SOURCE DOCUMENT -
::::::
User:DanClemmensen/Current
From JopWiki
|
This is the log for the re-started project.
During the interregnum:
- 2008-12-25 got the new Core i7 computer
- 2008-12-30 finished build-out of new computer with 64-bit Gentoo
- 2009-01 restored the old Xilinx HOWTO after the old wiki moved. Now at Xilinx ISE WebPACK (10 and Earlier)
- 2009-04 Extracted the hard disks from all my old computers and copied them to the new conputer (ITB drive)
Restart:
- 2009-09-01 restarted JOP project
- 2009-09-05 completed installation of Xilinx WebPack 11.1
- 2009-09-10 created a new HOWTO for the new ISE, at Xilinx ISE Webpack 11
- 2009-09-10 made minor changes to the makefile to accomodate the new ISE.
- 2009-09-10 built and loaded JOP with the test bootloader, It worked as expected.
- 2009-09-12 built the Xilinx UNISIM library for GHDL, using this makefile.
- 2009-09-12 built and ran JOP with GHDL. and viewed it with GTKwave. It worked.
- 2009-09-13 researched Plasma, registered at OpenCores.
- 2009-09-14 Downloaded Plasma
- 2009-09-14 Downloaded and built the gnu_mips toolchain
- 2009-09-14 Built Plasma tools, built Plasma bootloader.
- 2009-09-15 Adapted my Jop s3Esk Xilinx batch makefile to Plasma
- 2009-09-15 Built Plasma FPGA image and loaded it
- 2009-09-15 built Plasma kernel and (some) apps.
- 2009-09-15 built Plasma with a "blink" bootloader and ran it. It works!
- 2009-09-16 added LCD peripheral to Plasma, built and tested
- 2009-09-16 added SPI peripheral to Plasma, built.
- 2009-09-17 investigating data2MEM. manual(pdf), howto
- 2009-09-18 improved the SPI selector
- 2009-09-19 integrated data2MEM into my toolchain. successfully updated the boot image!
- 2009-09-20 integrated the kernel append tools. successfully added the kernel to the image.
- 2009-09-21 (Plasma) validated writing to DDR!
- 2009-09-22 (Plasma) successfully loaded a dummy kernel from platform flash to DDR and executed it!
- 2009-09-23 Simplified and improved the makefile.
- 2009-09-24 (Plasma) loaded real kernel. Ethernet works!
::::::
DATA SECTION -

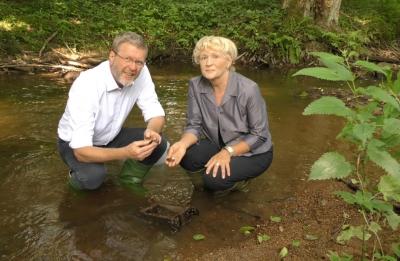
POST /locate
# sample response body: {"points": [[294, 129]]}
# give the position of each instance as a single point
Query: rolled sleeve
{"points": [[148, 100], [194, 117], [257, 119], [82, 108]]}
::::::
PARTS OF THE EXERCISE -
1. In the project log, what version of Xilinx WebPack was installed on 2009-09-05?
2. Please repeat the project log from "- 2009-04 Extracted" up to and including "worked as expected.".
3. List every activity the project log records for 2009-09-15.

TASK RESULTS -
1. Xilinx WebPack 11.1

2.
- 2009-04 Extracted the hard disks from all my old computers and copied them to the new conputer (ITB drive)
Restart:
- 2009-09-01 restarted JOP project
- 2009-09-05 completed installation of Xilinx WebPack 11.1
- 2009-09-10 created a new HOWTO for the new ISE, at Xilinx ISE Webpack 11
- 2009-09-10 made minor changes to the makefile to accomodate the new ISE.
- 2009-09-10 built and loaded JOP with the test bootloader, It worked as expected.

3.
- Adapted the Jop s3Esk Xilinx batch makefile to Plasma
- Built the Plasma FPGA image and loaded it
- Built the Plasma kernel and (some) apps
- Built Plasma with a "blink" bootloader and ran it, and it worked